== Short problem ==
Copy every line of the data below word for word, leaving nothing out.

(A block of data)
□ □ □ □ □
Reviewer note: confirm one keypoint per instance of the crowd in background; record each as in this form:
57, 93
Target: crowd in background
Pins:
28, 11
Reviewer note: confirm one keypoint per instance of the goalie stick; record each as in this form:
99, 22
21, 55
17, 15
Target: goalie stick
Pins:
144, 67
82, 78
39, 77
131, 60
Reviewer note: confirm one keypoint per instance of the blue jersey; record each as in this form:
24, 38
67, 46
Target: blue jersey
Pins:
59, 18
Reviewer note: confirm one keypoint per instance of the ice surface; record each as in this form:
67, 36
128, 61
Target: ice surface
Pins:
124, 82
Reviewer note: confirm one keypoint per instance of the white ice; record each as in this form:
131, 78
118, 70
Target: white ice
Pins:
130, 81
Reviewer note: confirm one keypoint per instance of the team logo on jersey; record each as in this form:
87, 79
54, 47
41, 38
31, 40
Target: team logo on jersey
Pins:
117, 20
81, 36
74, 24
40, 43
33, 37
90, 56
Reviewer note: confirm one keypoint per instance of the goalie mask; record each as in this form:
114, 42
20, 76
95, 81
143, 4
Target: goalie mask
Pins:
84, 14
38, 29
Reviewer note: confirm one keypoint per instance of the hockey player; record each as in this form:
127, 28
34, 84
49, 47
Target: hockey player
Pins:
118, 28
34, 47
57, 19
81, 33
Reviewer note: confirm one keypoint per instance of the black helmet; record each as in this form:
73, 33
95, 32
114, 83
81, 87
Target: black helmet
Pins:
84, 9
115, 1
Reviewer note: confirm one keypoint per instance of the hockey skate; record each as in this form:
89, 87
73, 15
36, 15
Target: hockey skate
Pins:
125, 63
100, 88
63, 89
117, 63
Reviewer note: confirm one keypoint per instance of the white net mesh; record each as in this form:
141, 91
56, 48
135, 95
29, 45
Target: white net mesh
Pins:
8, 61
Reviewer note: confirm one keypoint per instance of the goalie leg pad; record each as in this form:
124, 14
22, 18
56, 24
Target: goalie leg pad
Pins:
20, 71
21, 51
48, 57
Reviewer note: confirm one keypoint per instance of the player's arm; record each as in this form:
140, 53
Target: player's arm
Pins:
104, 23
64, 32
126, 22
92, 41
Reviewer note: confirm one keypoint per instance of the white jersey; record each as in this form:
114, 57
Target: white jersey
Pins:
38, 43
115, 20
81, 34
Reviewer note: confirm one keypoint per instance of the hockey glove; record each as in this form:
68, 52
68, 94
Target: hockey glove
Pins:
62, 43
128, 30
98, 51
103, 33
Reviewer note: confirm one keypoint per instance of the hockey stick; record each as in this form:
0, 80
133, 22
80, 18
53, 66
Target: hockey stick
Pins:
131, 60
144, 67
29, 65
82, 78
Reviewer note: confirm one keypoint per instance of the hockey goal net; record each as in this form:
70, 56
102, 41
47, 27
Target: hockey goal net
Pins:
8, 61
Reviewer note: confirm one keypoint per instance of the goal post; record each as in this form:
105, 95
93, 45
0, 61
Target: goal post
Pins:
□ □ □ □ □
== Response to the task ==
Reviewer note: confirm one keypoint per instance of the crowd in background; record each as in this form:
57, 93
Target: crowd in background
Pins:
28, 11
Reviewer note: confirm one keypoint per instance of the goalie stick; record each as in this form:
99, 22
21, 55
17, 15
Target: goalie stick
Pins:
144, 67
82, 78
39, 77
131, 60
Reviewer note: confirm one keypoint per instance of the blue jersey; record each as in this form:
24, 38
67, 46
Target: blue jersey
Pins:
59, 18
Reviewer note: confirm one keypoint per instance of the ice surface; record each as in this form:
67, 36
128, 61
Target: ice surface
Pins:
124, 82
Reviewer note: confirm one keypoint per instance of the white ice; record each as in this form:
131, 78
118, 70
Target: white ice
Pins:
130, 81
Reviewer note: confirm one keypoint per instance of the team logo on jersey; record each as in this form:
87, 79
54, 47
41, 38
31, 40
Target: team logo on jersey
Pins:
117, 20
81, 36
74, 24
40, 43
33, 37
90, 56
Reviewer note: confirm one keypoint per instance of the goalie mask; record each as in this form:
114, 42
20, 76
95, 81
143, 4
Target: goalie mask
Pins:
84, 14
38, 29
Reviewer note: confirm one keypoint per instance of the hockey player; record each as in this form:
127, 28
34, 84
49, 47
Target: hockey player
Pins:
118, 28
34, 47
57, 19
81, 33
Reviewer note: confirm one keypoint per instance of the black helmet; record each as in this form:
73, 33
95, 32
114, 83
81, 87
Target: black helmet
Pins:
84, 9
115, 1
Reviewer note: confirm one keypoint per instance of the hockey skate; record each as in this form:
89, 87
73, 15
36, 15
Target: hockey skate
Pins:
125, 63
100, 88
63, 89
117, 63
Reviewer note: confirm one keypoint per instance of the white net mesh; record each as in this form:
141, 91
56, 48
135, 95
29, 45
Target: white net mesh
Pins:
8, 61
Reviewer note: confirm one keypoint per instance of the goalie leg pad; record each as in this form:
124, 14
22, 18
56, 24
Target: goalie leg pad
Pins:
20, 71
21, 51
48, 57
Reviewer note: confirm one keypoint per instance of the player's arm; record each as in this form:
140, 53
Target: player's arm
Pins:
104, 23
64, 32
126, 22
92, 41
Reviewer note: confirm one keypoint per instance of the white jersey; record each as in this form:
114, 57
Target: white jersey
Pins:
38, 43
115, 20
81, 34
Reviewer note: confirm one keypoint per instance of the hockey glove; record each as in this form:
68, 52
68, 94
Target: hockey glove
Pins:
62, 43
128, 30
98, 51
103, 33
Reviewer note: confirm one keypoint per instance of the hockey stick; record each as in this form:
0, 80
133, 22
80, 18
53, 66
Target: hockey stick
Pins:
131, 60
144, 67
29, 65
82, 78
Reviewer note: confirm one keypoint per instance of the hockey goal net; record each as in this form:
70, 56
102, 41
47, 27
Target: hockey goal net
Pins:
8, 61
Reviewer note: confirm one keypoint per instance of the goal post; record each as in this form:
105, 95
93, 45
0, 61
Target: goal post
Pins:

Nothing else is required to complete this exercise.